* Material for this exercise *
----------

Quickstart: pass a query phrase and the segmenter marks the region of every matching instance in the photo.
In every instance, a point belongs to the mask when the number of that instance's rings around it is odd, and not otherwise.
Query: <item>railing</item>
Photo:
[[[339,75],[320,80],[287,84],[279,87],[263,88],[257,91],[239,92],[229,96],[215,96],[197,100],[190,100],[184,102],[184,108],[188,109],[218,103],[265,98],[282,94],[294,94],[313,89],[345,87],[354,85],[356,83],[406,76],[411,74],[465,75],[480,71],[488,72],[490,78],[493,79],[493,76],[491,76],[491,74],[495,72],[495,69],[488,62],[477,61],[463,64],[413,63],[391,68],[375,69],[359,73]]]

----------

* What you should do *
Format every line of the items above as a numbered list, omitting any blank lines.

* Problem solution *
1. Quickstart: pass a query phrase and the segmenter marks the region of every matching instance in the photo.
2. In every instance, a point belongs to the mask when the number of that instance's rings around it is odd, and not otherwise.
3. Query: <item>railing</item>
4. Photo:
5. [[[339,75],[320,80],[287,84],[279,87],[263,88],[257,91],[239,92],[229,96],[215,96],[197,100],[190,100],[184,102],[184,108],[188,109],[218,103],[265,98],[282,94],[294,94],[313,89],[345,87],[354,85],[356,83],[406,76],[411,74],[465,75],[480,71],[488,72],[490,78],[493,79],[493,76],[491,76],[491,74],[495,72],[495,69],[488,62],[477,61],[463,64],[413,63],[391,68],[375,69],[359,73]]]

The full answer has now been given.